◆ Source text:
* * * * *
Hello, my name is Heiko Klare. I'm going to present joint work with Joshua Gleitze and Eric Berger, which is about preserving consistency between multiple artifacts, or we say models, involved into a software development process by means of model transformations. In particular, we have focused on finding out how often and in which order to execute multiple such

transformations to preserve the consistency between multiple models. Let us first take a look at an ordinary software development scenario. There are usually many people involved into such a process, taking different roles and using different tools to describe the system from different viewpoints. For example, we may have software architects

describing the system architecture in tools like the UML, and the architects may also be interested in other quality properties of the system, describing or analyzing them. For example, using the Palladio component model to predict the software performance. Of course, we also have developers using a programming language like Java to describe the system implementation,

and they may use additional artifacts, for example, to describe web service APIs of the system under development. We may also have UX designers, which use some tools for developing the UI of the system and then implement it in Java code. And of course, they can

multiple more roles, but even in the simplest scenario where we only have one role, we usually do not only have the code, but additional artifacts describing the software system. And of course, these models developed in the different tools are not independent of each other, but there are relations between them across which we have to preserve their

consistency. So for example, let us consider that the architects introduce a change to the software architecture. Then the modification of the UML model may affect other models, for example, requiring the adaptation of the Palladio component model and requiring the adaptation of the code implementing the system. Then, in consequence, the adaptation of the code

may require the APIs to be adapted, and we can also have feedback cycles where we then need to adapt the code because of these changes to the APIs. And again, we can have the requirement to adapt the architecture description because of the modifications to the Java code.
* * * * *
◆ Extracted entries:
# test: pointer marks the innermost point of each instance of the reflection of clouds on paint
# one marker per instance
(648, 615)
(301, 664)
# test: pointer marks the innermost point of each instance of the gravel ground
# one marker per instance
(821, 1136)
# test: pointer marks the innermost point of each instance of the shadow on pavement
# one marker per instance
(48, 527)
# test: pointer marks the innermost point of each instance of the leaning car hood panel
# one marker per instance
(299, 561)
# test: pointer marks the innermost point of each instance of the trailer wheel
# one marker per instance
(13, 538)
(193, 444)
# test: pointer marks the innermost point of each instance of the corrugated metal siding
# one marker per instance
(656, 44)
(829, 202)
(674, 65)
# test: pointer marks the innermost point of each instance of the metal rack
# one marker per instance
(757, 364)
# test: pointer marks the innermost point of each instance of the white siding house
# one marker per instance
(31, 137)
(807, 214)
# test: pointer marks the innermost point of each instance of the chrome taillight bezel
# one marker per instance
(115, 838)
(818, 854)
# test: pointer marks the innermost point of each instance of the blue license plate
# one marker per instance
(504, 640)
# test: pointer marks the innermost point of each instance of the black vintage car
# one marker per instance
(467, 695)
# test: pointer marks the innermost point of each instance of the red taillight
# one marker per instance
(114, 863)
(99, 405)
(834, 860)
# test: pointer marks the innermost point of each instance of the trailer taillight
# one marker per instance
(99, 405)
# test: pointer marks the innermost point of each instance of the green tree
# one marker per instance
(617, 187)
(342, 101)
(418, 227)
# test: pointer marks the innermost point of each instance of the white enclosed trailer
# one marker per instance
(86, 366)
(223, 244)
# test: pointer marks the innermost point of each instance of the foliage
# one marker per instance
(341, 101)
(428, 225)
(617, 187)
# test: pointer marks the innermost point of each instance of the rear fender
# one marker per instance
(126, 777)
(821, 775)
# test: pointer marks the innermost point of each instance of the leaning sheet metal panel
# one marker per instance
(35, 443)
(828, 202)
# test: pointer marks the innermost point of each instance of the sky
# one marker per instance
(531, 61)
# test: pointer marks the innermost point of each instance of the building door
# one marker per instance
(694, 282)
* * * * *
◆ Your tasks:
#1 Please explain in one to three sentences why, according to the talk transcript, a change the architects make to the UML model can require work on other models.
#2 Answer these questions from the talk transcript:
(a) Who is the joint work with?
(b) In the example, what do the architects use the Palladio component model for?
(c) What do the UX designers use their tools for?
#3 Say whether each statement agrees with the talk transcript, answering yes or no and quoting the words that decide it:
(a) The work focused on how often and in which order to run multiple transformations.
(b) When only one role is involved, the code is usually the only artifact.
(c) Modifications to the Java code can make it necessary to adapt the architecture description.

◆ Completed exercise:
#1 The models built in the different tools are not independent of each other. There are relations between them, and consistency has to be preserved across those relations. A modification of the UML model may therefore require adapting the Palladio component model and the code that implements the system.

#2
(a) Joshua Gleitze and Eric Berger.
(b) To predict the software performance.
(c) To develop the UI of the system, which they then implement in Java code.

#3
(a) Yes: "we have focused on finding out how often and in which order to execute multiple such"
(b) No: "we usually do not only have the code, but additional artifacts describing the software system"
(c) Yes: "we can have the requirement to adapt the architecture description because of the modifications to the Java code"